Assigned task: Within the material below, transcribe exactly the lines from the one holding "Phrase: white sleeveless dress" through the one holding "Phrase: golf ball on grass", keeping both ends and skipping the rest.

Record excerpts:
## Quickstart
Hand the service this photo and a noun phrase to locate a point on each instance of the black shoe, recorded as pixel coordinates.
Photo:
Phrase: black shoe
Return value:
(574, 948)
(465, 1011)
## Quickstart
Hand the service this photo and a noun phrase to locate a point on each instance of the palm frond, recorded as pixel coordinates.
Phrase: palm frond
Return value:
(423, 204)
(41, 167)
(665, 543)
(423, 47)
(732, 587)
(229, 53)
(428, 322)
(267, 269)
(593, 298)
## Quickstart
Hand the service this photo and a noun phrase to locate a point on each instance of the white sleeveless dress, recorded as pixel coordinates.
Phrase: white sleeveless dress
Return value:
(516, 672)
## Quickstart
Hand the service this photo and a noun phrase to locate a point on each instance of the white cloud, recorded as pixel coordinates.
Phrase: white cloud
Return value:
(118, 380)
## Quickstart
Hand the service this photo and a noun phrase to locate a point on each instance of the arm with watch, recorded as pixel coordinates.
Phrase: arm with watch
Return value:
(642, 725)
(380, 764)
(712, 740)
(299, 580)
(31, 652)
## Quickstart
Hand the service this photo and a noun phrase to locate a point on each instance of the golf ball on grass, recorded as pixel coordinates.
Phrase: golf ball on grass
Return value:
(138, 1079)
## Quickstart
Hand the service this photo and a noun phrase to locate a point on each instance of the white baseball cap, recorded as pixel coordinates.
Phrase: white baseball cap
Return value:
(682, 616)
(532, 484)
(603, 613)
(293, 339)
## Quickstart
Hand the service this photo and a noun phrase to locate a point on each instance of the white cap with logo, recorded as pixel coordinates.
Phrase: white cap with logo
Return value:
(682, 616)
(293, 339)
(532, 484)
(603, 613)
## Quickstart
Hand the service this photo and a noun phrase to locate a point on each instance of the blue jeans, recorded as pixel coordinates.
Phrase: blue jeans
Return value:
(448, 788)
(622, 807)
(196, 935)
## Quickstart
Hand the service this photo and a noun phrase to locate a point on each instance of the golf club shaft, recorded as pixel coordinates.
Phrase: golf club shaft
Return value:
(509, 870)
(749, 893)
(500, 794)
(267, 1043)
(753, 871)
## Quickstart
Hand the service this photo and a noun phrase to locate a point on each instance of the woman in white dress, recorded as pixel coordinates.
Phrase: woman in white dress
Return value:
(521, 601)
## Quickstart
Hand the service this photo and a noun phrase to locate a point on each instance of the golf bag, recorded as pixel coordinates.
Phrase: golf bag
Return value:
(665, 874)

Response:
Phrase: white sleeveless dress
Return value:
(516, 672)
## Quickstart
Hand the service this photo and a noun phrase to locate a point on each instance of the white cloud, recorded as pixel coordinates.
Phrase: white cloud
Return value:
(118, 380)
## Quickstart
Hand the service this photo and a noun phrase to locate a point on each instance of the arm with watch, recorded as pixel coordinates.
Phrase: arm with watch
Return value:
(642, 725)
(380, 764)
(712, 740)
(299, 580)
(31, 652)
## Quickstart
Hand the service this photo and a noun phrase to locate a point on each instance of the golf ball on grass, recorded as pixel coordinates.
Phrase: golf ball on grass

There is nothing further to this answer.